TEXT SHOWN:
---

Health-care prognosis terrible: local doctors

Health-care prognosis terrible: local doctors
From left at the town hall meeting are Dr. Tasso Boubalos

Tough talk was used to describe the Dalton McGuinty Liberal government cuts to health-care funding, at a town hall meeting held at Chateau Cornwall.

A panel of local doctors, hosted my Conservative MPP Jim MacDonell expressed their concern about the cuts which will directly affect patients in SD and G, they say, adding access to vital treatment and tests will be more difficult to come by.

Speaking to a group of more than 100, mostly seniors, Dr. Thomas Baitz, did not mince words, comparing McGuinty’s government to a dictatorship.

“I have lived under both Hitler and Stalin; I do know what dictatorship is,” he said. “And we, the medical profession, are getting closer and closer to total control.

“Not only what I can earn but how I can practice medicine. This degree of government control over the medical profession is only in two countries in the world, North Korea and Canada.”

Other doctors agreed with Baitz.

“Physicians are getting older and eventually they will retire and you need new young physicians to come to Cornwall,” said Dr. Ronald Tremblay, who explained that the only way to attract new doctors to the area is to give them conditions that are as good as they can find elsewhere.

---

ENTRIES SUPPLIED:
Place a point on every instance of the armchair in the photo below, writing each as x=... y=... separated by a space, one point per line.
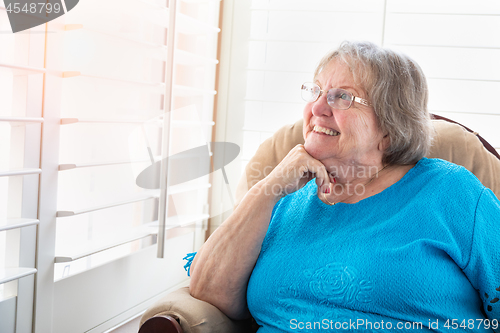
x=178 y=312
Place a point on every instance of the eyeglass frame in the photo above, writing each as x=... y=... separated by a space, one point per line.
x=356 y=99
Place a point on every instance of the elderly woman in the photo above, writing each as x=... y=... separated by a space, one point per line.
x=356 y=229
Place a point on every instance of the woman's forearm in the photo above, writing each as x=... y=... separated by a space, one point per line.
x=222 y=266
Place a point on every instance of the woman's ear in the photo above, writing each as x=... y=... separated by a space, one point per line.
x=384 y=143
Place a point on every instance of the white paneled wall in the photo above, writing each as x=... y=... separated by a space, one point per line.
x=456 y=43
x=458 y=47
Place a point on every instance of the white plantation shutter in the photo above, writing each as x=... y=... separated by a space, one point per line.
x=276 y=44
x=21 y=91
x=82 y=115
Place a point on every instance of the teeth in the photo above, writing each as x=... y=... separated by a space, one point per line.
x=320 y=129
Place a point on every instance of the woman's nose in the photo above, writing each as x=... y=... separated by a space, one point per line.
x=321 y=107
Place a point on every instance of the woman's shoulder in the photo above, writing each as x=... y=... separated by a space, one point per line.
x=445 y=174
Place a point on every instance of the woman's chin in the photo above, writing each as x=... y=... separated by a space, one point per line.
x=316 y=151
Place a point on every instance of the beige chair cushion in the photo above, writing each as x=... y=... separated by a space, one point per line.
x=195 y=316
x=452 y=143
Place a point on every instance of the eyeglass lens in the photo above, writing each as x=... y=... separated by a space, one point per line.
x=336 y=98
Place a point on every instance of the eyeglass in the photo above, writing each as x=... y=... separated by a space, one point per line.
x=337 y=98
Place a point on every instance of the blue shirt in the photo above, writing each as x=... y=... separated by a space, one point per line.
x=422 y=255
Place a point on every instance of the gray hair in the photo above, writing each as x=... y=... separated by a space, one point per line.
x=397 y=89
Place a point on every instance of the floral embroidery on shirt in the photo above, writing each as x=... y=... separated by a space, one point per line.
x=492 y=301
x=336 y=283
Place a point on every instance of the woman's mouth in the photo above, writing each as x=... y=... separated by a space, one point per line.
x=319 y=129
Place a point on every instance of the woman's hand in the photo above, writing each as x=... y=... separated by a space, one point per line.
x=295 y=171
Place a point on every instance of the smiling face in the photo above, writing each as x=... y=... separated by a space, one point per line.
x=335 y=136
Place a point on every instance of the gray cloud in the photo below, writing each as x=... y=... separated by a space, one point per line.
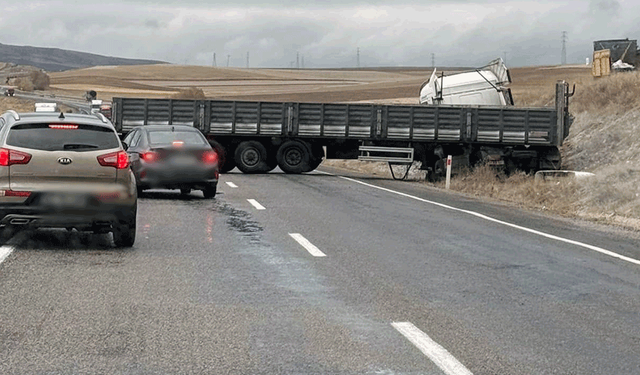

---

EXERCISE INSTRUCTIONS:
- 1) In the article on the Cornwall health-care town hall, which two countries did Dr. Thomas Baitz say have this degree of government control over the medical profession?
- 2) Summarize the article on the Cornwall health-care town hall in two sentences.
- 3) Continue the article on the Cornwall health-care town hall, starting after its last sentence.

EXERCISE RESPONSES:
- 1) North Korea and Canada.

- 2) At a town hall meeting at Chateau Cornwall, a panel of local doctors said the McGuinty Liberal government's health-care funding cuts will make vital treatment and tests harder for patients in SD and G to get. Dr. Thomas Baitz compared the government to a dictatorship, and Dr. Ronald Tremblay said the only way to attract new young doctors to Cornwall is to offer conditions as good as those they can find elsewhere.

- 3)
“It’s very important for every one of you to get involved in this situation and to let the Liberal government know that it’s important,” said Tremblay.

It is feared that physicians and new medical school graduates will choose to leave Ontario to work in other provinces or the United States where their opinion and input is respected, said doctors at the town hall meeting.

About six years ago waiting lists for ultra sounds and CT scans were six to 18 months, said Dr. Tasso Boubalos, chief radiologist at the Cornwall Community Hospital.  Since then, he says, things have improved dramatically – no waiting list goes beyond two weeks.

“If this is the beginning, then pretty soon,” he warned, “we are going to return very quickly to the state we were in six years ago.”

Following the doctors’ presentations the floor was opened to comments from the gallery.

“I have a big problem with a government official who is not a medical person, deciding my medical care. I want a doctor to decide what care I need, not a government official,” said Audrey Payne, an attendee at the meeting.

City Councillor Elaine MacDonald, who is also a member of the local labour board, was in support of the doctor’s complaints.

“Every labourer, doctor, janitor, judge should have the right to negotiate and not just suffer the legislation of the recompense for their labour,” she said. “We hope that the (Ontario Medical Association) will spread this across the province so that this type of meeting will go on in other areas as well,” said Ray O’Collin, another attendee.

McDonell said the message from doctors is adament

“The doctors of our community spoke loudly and clearly last night about their passionate concern for the future of health care in Ontario,” he said. “The McGuinty government’s reckless arbitrary cuts, without an in-depth review of the system, just reinforces their lack of strategic planning.”